• Directions:
Please reproduce all of the following rows word for word, leaving out the pictures.

• Exercise material:

☆ ☆ ☆ ☆ ☆ ☆ ☆

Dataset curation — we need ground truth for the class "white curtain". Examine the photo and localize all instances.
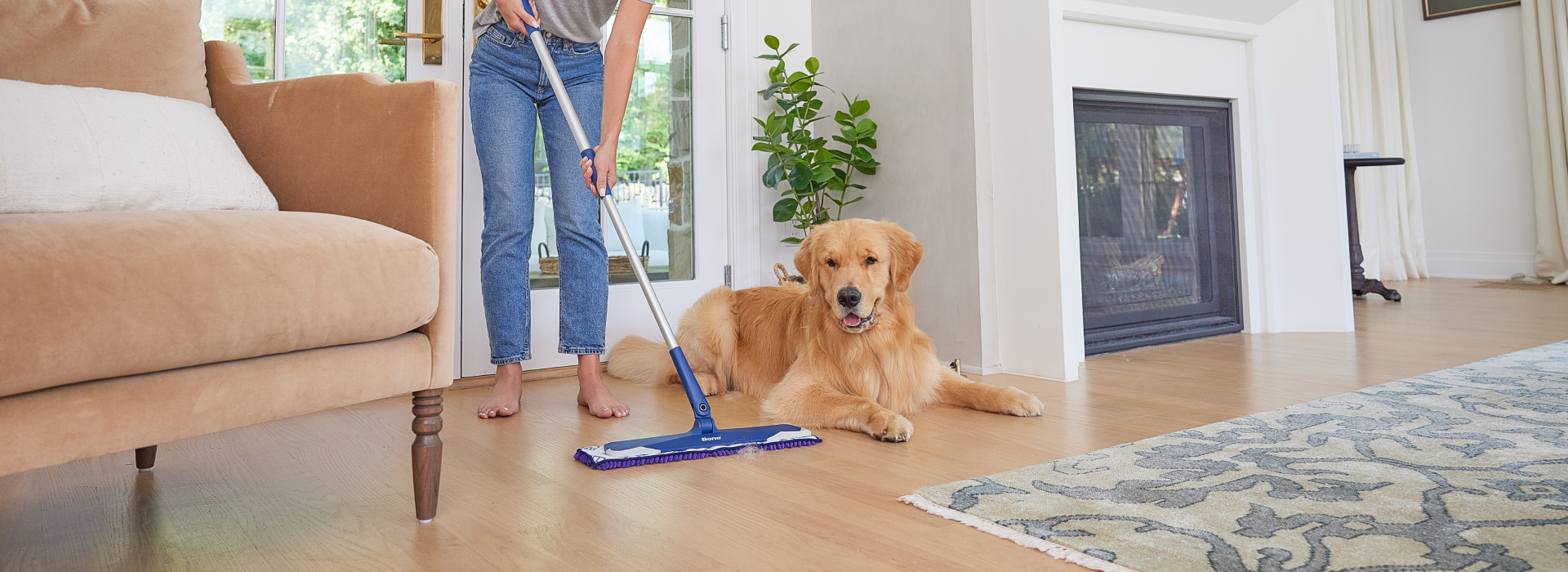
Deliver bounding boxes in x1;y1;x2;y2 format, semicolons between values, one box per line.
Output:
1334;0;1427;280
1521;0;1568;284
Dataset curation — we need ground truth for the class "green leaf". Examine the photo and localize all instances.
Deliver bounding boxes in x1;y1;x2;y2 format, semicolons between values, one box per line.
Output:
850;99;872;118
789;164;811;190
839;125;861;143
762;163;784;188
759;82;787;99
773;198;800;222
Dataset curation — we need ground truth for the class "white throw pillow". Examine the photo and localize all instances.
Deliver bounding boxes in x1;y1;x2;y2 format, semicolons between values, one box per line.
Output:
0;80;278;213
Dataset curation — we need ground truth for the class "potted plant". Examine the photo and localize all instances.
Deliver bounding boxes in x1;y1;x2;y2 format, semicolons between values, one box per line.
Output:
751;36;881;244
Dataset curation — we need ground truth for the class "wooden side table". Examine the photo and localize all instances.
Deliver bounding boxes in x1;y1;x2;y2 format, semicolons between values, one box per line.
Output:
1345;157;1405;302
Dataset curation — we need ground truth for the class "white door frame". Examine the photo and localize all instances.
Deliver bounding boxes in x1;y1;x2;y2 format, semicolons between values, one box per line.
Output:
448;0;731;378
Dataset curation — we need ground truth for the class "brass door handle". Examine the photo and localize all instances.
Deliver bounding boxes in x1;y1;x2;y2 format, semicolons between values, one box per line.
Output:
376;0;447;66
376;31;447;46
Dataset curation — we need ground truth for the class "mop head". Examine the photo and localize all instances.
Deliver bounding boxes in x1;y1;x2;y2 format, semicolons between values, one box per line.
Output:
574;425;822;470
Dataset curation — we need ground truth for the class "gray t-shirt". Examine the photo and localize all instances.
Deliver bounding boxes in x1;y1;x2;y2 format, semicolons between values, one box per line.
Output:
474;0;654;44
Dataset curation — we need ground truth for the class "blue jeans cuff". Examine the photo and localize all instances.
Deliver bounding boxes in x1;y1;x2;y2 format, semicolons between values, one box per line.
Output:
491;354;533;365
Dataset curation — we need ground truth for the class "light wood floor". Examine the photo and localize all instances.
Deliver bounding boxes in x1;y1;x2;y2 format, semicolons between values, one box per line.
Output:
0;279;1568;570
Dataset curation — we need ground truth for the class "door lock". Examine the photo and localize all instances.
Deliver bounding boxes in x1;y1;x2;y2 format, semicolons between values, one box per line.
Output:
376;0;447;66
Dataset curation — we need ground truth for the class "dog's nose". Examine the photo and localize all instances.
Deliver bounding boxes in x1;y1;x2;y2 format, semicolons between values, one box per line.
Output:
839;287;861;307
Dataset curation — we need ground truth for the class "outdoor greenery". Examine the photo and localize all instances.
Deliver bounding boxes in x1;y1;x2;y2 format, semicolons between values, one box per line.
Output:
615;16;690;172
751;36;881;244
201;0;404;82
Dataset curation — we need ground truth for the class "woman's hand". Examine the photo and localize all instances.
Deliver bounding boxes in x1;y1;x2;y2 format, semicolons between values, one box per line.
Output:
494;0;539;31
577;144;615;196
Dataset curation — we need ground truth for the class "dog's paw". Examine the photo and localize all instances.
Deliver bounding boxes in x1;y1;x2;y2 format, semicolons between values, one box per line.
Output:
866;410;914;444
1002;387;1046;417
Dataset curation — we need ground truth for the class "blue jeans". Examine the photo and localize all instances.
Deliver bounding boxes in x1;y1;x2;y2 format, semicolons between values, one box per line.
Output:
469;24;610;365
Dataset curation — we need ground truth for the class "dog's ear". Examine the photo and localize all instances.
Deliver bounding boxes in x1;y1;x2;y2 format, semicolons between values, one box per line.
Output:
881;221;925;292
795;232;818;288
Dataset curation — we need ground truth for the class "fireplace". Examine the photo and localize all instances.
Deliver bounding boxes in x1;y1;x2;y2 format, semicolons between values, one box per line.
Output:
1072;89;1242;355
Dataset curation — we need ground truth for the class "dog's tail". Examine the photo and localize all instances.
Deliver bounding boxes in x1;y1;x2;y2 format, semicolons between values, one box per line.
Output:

☆ ☆ ☆ ☆ ☆ ☆ ☆

• The reply:
Dataset curation — we need ground truth for the class "white curtain". Examine the photo and localize all instances.
Deliver bounding boxes in x1;y1;x2;y2 format, semicolons between values, one box per line.
Output:
1334;0;1427;280
1521;0;1568;284
Dataset curation — we need ground truth for the class "green leaf". Examine the photo and localize all instances.
Deliver bounding boxes in x1;y1;x2;y2 format, semicolons between values, one box per line.
Output:
850;99;872;118
789;164;811;190
839;125;861;143
762;163;784;188
759;82;787;99
773;198;800;222
Dataset curation — we need ground truth for the class "white throw pillow". Examine the photo and localize all instances.
Deliver bounding boxes in x1;y1;x2;y2 format, semicolons between values, one box per line.
Output:
0;80;278;213
Dataset curation — we need ground truth for the class "potted plant". Examine the photo and localize all instances.
Deliver bounding boxes in x1;y1;x2;y2 format, semicolons between values, one box per line.
Output:
751;36;881;244
Dataset curation — we need ground truth for the class "wooden side table". Examine the photo and localize all instances.
Deliver bounding boxes in x1;y1;x2;y2 format, semicolons between values, one box per line.
Output:
1345;157;1405;302
Dataset curation — we need ground truth for the class "white door frame". Examine the photo and localize all instances.
Deliver bounding boxes in x1;y1;x2;y2 format, semicolons between values, one box per line.
Output:
448;0;731;378
Dataset curation — we need ground truth for the class "brass door handle". Examine the photo and localize all instances.
Deliver bounding boxes in x1;y1;x2;y2 format, semicolons between values, one box per line.
Output:
376;0;447;66
376;31;447;46
Dataset curation — we need ground truth for the class "mop head". Examine the photo and localize all instances.
Deliver bounding boxes in x1;y1;x2;y2 format, semicolons between values, one box per line.
Output:
574;425;822;470
Dataset curation — we need ground truth for the class "gray t-shirt". Examine the photo and localize all instances.
Deliver bounding boxes in x1;y1;x2;y2 format, semicolons between values, one box per line.
Output:
474;0;654;44
Dataset curation — we need ground truth for the class "blue jeans cuff". Examine the photo and localize all instances.
Deliver bounding boxes in x1;y1;x2;y2 format, semicolons between values, one box per line.
Output:
491;354;533;365
Dataset curation — we need ground truth for the class "light wood floor". Examine the photo and localize all instances.
Deliver bounding boxes in x1;y1;x2;y2 format, semicolons between values, one box per line.
Output:
0;279;1568;570
Dataset curation — we need ground truth for the class "door lock". Examine the photo and localize all instances.
Deliver bounding boxes in x1;y1;x2;y2 format, semicolons between values, one box per line.
Output:
376;0;447;66
Dataset curation — we need ground truth for the class "dog's nose". Examine the photo and localize all instances.
Deliver bounding boxes in x1;y1;x2;y2 format, semicolons between values, one box per line.
Output:
839;287;861;307
Dataset curation — we need ground truth for the class "outdoor greenery". Examine the photo and localize all instances.
Deliver bounding boxes in x1;y1;x2;y2 format, semicolons between values, one box per line.
Output:
615;16;690;172
751;36;881;244
201;0;404;82
Dataset curation — we need ground truth for the class "woman's hand". Examine the photo and localize all instances.
Deliver bounding boxes in x1;y1;x2;y2 format, semicolons between values, one box per line.
Output:
494;0;539;31
577;144;615;196
Dataset curation — we need ground truth for the class "dog's paw". Examine the photo and localize all instances.
Deliver bounding boxes in x1;y1;x2;y2 format, semicolons between values, one box per line.
Output:
866;410;914;444
1002;387;1046;417
Dataset curation — we need ground truth for the class "blue jeans". Examine the photo and localize all instances.
Deliver bounding boxes in x1;y1;x2;y2 format, semicolons between values, one box per line.
Output:
469;24;610;365
Dataset curation — we need ground truth for the class "dog's ear". Examine the photo and localize all instances.
Deliver bounding boxes in x1;y1;x2;y2 format, semicolons between values, one box per line.
Output:
881;221;925;292
795;232;818;288
Dataset curation — we need ground truth for the class "fireplace". Examine the photo and localize all instances.
Deliver bounding boxes in x1;y1;x2;y2 format, semicolons between values, one box per line.
Output:
1072;89;1242;355
Dataset curation — we need ground truth for the class "dog's tail". Examine the photo and localize all instances.
Deliver bounding boxes in x1;y1;x2;y2 format, semicolons between values, one box per line.
Output:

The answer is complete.